Reproduce every one of the following items verbatim, line by line.

───── Raw data

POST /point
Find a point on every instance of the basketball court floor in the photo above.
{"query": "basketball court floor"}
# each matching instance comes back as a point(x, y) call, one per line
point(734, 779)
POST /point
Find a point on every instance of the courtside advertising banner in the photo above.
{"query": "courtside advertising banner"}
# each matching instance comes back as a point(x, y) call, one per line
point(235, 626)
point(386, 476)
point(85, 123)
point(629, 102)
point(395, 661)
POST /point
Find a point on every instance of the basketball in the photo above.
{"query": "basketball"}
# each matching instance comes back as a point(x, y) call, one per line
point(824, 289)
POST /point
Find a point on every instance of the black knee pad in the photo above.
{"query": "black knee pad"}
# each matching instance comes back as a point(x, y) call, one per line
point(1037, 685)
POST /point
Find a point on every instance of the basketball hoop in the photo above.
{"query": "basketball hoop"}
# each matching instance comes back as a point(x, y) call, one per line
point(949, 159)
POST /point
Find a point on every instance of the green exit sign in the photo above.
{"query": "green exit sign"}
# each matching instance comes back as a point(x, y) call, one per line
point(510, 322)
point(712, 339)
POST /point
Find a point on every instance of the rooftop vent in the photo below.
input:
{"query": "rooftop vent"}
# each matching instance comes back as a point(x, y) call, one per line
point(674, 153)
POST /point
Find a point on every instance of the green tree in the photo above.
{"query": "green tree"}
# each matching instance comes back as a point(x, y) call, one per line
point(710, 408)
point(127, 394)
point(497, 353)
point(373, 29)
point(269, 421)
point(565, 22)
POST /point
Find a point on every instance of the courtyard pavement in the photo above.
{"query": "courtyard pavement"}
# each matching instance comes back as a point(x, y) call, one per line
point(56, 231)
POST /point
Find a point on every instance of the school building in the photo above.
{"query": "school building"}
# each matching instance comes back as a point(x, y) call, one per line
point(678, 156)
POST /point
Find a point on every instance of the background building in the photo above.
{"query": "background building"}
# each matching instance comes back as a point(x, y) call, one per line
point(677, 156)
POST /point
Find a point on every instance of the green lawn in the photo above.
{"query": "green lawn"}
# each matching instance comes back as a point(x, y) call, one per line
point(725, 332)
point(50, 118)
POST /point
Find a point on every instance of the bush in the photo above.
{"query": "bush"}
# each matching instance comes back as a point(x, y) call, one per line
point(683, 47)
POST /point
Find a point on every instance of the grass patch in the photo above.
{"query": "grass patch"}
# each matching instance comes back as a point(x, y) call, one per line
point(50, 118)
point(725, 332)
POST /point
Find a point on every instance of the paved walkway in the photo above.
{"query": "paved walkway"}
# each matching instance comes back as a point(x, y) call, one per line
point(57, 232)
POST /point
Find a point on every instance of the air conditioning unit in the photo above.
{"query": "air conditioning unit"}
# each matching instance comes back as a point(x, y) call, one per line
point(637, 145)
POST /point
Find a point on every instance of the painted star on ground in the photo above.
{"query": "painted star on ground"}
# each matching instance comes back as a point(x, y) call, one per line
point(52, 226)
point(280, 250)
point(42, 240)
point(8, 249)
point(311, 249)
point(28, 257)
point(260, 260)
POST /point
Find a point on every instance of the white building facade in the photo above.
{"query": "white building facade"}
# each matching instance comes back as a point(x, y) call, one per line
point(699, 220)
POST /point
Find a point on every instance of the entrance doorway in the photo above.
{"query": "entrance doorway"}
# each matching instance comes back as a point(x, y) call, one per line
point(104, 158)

──────────

Solution for this exercise –
POST /point
Find a point on every instance of the basketball court floor in the photo above.
{"query": "basketball court floor"}
# each matching instance comes back as a point(x, y) call, one per line
point(734, 779)
POST /point
Find a point on every instance of the courtside advertising banner in the photo above.
{"query": "courtside advertising banner"}
# each matching instance comes back as a point(x, y) call, one per line
point(235, 626)
point(386, 476)
point(85, 123)
point(629, 102)
point(395, 661)
POST /point
Find a point on every instance of the basketball in the photo above.
{"query": "basketball"}
# each matching instance comes back as a point(x, y) call, one per line
point(824, 289)
POST /point
Find a point on every instance of the black knee pad in the photo above.
{"query": "black knee pad"}
# each matching instance comes back as a point(x, y) call, one per line
point(1037, 685)
POST /point
Find a point on every instance of the basketball hoop in the photo above.
{"query": "basketball hoop"}
# each matching instance comes back as a point(x, y) call, one per line
point(949, 159)
POST /point
Find a point on every instance of the green exit sign in the photo above.
{"query": "green exit sign"}
# each matching instance comes back as a point(x, y) call, one per line
point(510, 322)
point(712, 339)
POST /point
Find a point on every instance of the rooftop vent in the photo below.
input:
{"query": "rooftop vent"}
# each matching instance comes back as a point(x, y) call, one per line
point(674, 153)
POST /point
Find a point on every instance of the green tree in the photo above.
{"query": "green tree"}
# each matching instance comes back as a point(x, y) call, one per line
point(710, 408)
point(127, 394)
point(497, 353)
point(373, 29)
point(269, 421)
point(565, 22)
POST /point
Find a point on every instance of the courtyard pavement in the photo above.
{"query": "courtyard pavement"}
# each matching instance comes back as a point(x, y) call, one per line
point(56, 231)
POST /point
Find a point on every instance of the school building in the photo above.
{"query": "school building"}
# each matching instance comes back as a point(x, y) call, one per line
point(678, 156)
POST /point
Find a point on every instance of the background building in the photo above.
{"query": "background building"}
# each matching instance comes back as a point(x, y) call, one per line
point(677, 156)
POST /point
Find a point on every instance of the green lawn in the photo above.
{"query": "green lawn"}
# each matching instance comes back as a point(x, y) call, one per line
point(725, 332)
point(50, 118)
POST /point
Find a point on every instance of the bush in the photo above.
{"query": "bush"}
# each matching instance comes back as a point(x, y) call, one per line
point(683, 47)
POST /point
Find a point on every instance of the grass patch in the photo above.
{"query": "grass patch"}
# each matching instance comes back as a point(x, y) call, one per line
point(50, 118)
point(725, 332)
POST /point
Find a point on every instance of the paved walkway in the photo above.
{"query": "paved walkway"}
# each matching instance comes back as a point(x, y) call, one per line
point(57, 232)
POST /point
Find a point on every instance of the air conditioning unit in the photo above.
{"query": "air conditioning unit"}
# each matching instance comes back as a point(x, y) call, one per line
point(637, 145)
POST /point
Find a point on every instance of the painted star on ground in the photo above.
{"query": "painted star on ground"}
# each matching instance comes back as a point(x, y) call, one per line
point(52, 226)
point(280, 250)
point(42, 240)
point(8, 249)
point(311, 249)
point(28, 257)
point(260, 260)
POST /point
Find a point on every instance of the white building facade in the photo above.
{"query": "white building facade"}
# each matching instance comes back as a point(x, y) call, one per line
point(699, 220)
POST /point
Find a point on every instance of the entrance doorway in the photo above.
{"query": "entrance doorway"}
# each matching instance comes back as a point(x, y) call, one per line
point(104, 158)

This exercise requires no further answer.